Aufgabenliste:
1: Wie viele Autoren aus wie vielen Ländern nahmen laut dem Artikel über die Frankfurter Buchmesse am Projekt „Frankfurt Undercover“ teil?
2: Kopiere aus dem Artikel über die Frankfurter Buchmesse den Abschnitt von „(IMG) Bild: Ziemlich“ bis „auf dem Messegelände.“ unverändert.
3: Führe den Artikel über die Frankfurter Buchmesse im Anschluss an seinen letzten Satz weiter.

# taz.de -- Abschluss der Frankfurter Buchmesse: Gott ist gesund und munter
       
       > Weniger Aussteller, mehr Veranstaltungen und ein Experiment von Janne
       > Teller mit begrenztem Wert: Die Frankfurter Buchmesse geht zu Ende.
       
 (IMG) Bild: Ziemlich voll war's, aber nicht so voll wie früher
       
       Gewusel auf den Gängen, Besuchertrauben vor Ständen mit Autorengesprächen,
       Lesungen fast überall: Die Frankfurter Buchmesse schien auch in diesem Jahr
       ihren gewohnten Gang zu gehen. Von den Umwälzungen, die der Buchmarkt
       erlebt, war auf den ersten Blick nicht sonderlich viel zu sehen im
       Geschehen auf dem Messegelände.
       
       Vereinzelt fielen einem aber bald die Lücken auf, die in den Gängen
       klafften. An den Wänden eines ungenutzten Stands hingen Fotografien von
       Frankfurt bei Nacht, in Halle 8 mit internationalen Verlagen gab es manche
       nackte Fläche ganz ohne behelfsmäßige Dekoration.
       
       Einen Rückgang von 3 Prozent hatte die Buchmesse bei den Ausstellern im
       Vorfeld angekündigt – und im Gegenzug ein Rekordprogramm mit 4.000
       Veranstaltungen versprochen, da die Inszenierung der Autoren vor Publikum
       wichtiger werde.
       
       Die konkurrierten dann schon mal miteinander: Ein Autor sah sich bei seiner
       Lesung sogar gezwungen, laut gegen die wie aus dem Nichts aufheulenden
       Gitarren von einem benachbarten Comicstand anzusprechen, wo ein Musiker
       gerade einen Kurzauftritt absolvierte.
       
       Zum exklusiveren, da unter Ausschluss des Publikums laufenden Programm,
       zählte das Projekt „Frankfurt Undercover“: Rund 25 Autoren aus 17 Ländern,
       darunter der irakische Schriftsteller Najem Wali, die deutsche Autorin
       Vanessa F. Fogel und der russische Journalist und Autor Michail Schischkin,
       durften auf Einladung der dänischen Schriftstellerin Janne Teller drei Tage
       lang in der Autorenlounge unbeobachtet über politische Fragen diskutieren.
       Die Ergebnisse gab Teller am Freitag in einer Pressekonferenz bekannt.
       
       Man habe einander in den Diskussionen „an der Grenze der eigenen geistigen
       Kapazität“ die Möglichkeit einräumen wollen, bei heiklen Themen auch mal
       „Fehler zu machen“, begründete Teller die konspirative Vorgehensweise. Nur
       so könne man im Denken ernsthaft weiterkommen. Ziel der Bemühungen sei kein
       Manifest gewesen, sondern ein Kompendium, das in dieser Woche online
       gestellt werden soll. Eine gedruckte Fassung folgt in den nächsten Monaten.

Auszüge aus Datensätzen:
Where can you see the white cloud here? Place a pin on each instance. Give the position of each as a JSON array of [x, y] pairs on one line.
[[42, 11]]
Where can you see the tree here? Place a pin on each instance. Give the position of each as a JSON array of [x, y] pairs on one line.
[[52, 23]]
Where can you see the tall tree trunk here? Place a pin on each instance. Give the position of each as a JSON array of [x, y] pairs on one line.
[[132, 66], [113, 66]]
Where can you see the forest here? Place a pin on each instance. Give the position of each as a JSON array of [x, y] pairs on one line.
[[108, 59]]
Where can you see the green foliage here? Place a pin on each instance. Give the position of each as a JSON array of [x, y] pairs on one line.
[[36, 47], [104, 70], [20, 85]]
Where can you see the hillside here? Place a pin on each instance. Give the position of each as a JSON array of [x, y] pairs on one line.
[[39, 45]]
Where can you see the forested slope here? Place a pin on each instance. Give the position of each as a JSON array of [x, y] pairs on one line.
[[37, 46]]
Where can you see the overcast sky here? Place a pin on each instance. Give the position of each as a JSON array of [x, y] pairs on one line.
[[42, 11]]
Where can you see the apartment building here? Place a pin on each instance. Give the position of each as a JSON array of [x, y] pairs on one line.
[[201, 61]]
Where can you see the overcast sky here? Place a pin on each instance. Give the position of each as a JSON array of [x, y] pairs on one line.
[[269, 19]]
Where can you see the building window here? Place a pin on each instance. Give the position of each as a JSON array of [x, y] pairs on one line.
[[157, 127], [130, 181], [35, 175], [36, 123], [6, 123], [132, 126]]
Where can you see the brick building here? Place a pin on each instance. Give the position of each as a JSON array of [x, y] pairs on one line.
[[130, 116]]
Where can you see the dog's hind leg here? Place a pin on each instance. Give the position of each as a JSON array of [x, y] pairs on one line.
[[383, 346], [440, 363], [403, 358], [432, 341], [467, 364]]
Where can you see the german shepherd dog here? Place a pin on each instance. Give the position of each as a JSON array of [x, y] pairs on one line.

Ergebnisse der Reihe:
1: Rund 25 Autoren aus 17 Ländern.

2:
(IMG) Bild: Ziemlich voll war's, aber nicht so voll wie früher
       
       Gewusel auf den Gängen, Besuchertrauben vor Ständen mit Autorengesprächen,
       Lesungen fast überall: Die Frankfurter Buchmesse schien auch in diesem Jahr
       ihren gewohnten Gang zu gehen. Von den Umwälzungen, die der Buchmarkt
       erlebt, war auf den ersten Blick nicht sonderlich viel zu sehen im
       Geschehen auf dem Messegelände.

3:
       
       ## Ein Dollar für den Frieden
       
       Die kontroverseste Position gab Teller gleich zu Anfang bekannt. Es sei ein
       Mythos, dass Gott tot ist. Gott sei vielmehr gesund und munter. Man müsse
       ihm seinen Platz lassen, da Menschen nicht ausschließlich rational seien.
       Leute, die an ihn glaubten, sollte man daher nicht lächerlich machen. Diese
       postsäkulare Forderung flankierten die Autoren mit dem Hinweis, dass die
       Zukunft dem Pluralismus gehöre. „Die Grundlage einer stabilen Gesellschaft
       ist der Pluralismus“, sagte Teller – was als Hypothese stimmen mag, mit der
       politischen Perspektive vieler Staaten jedoch recht wenig zu tun hat: Ob in
       den Diktaturen jetzt umgedacht wird?
       
       Ein bisschen wohlfeil klang denn auch das rhetorisch eingängige Plädoyer
       für ein Friedensministerium – für jeden Dollar, der in Rüstung gesteckt
       werde, solle ein Dollar in „den Frieden“ investiert werden.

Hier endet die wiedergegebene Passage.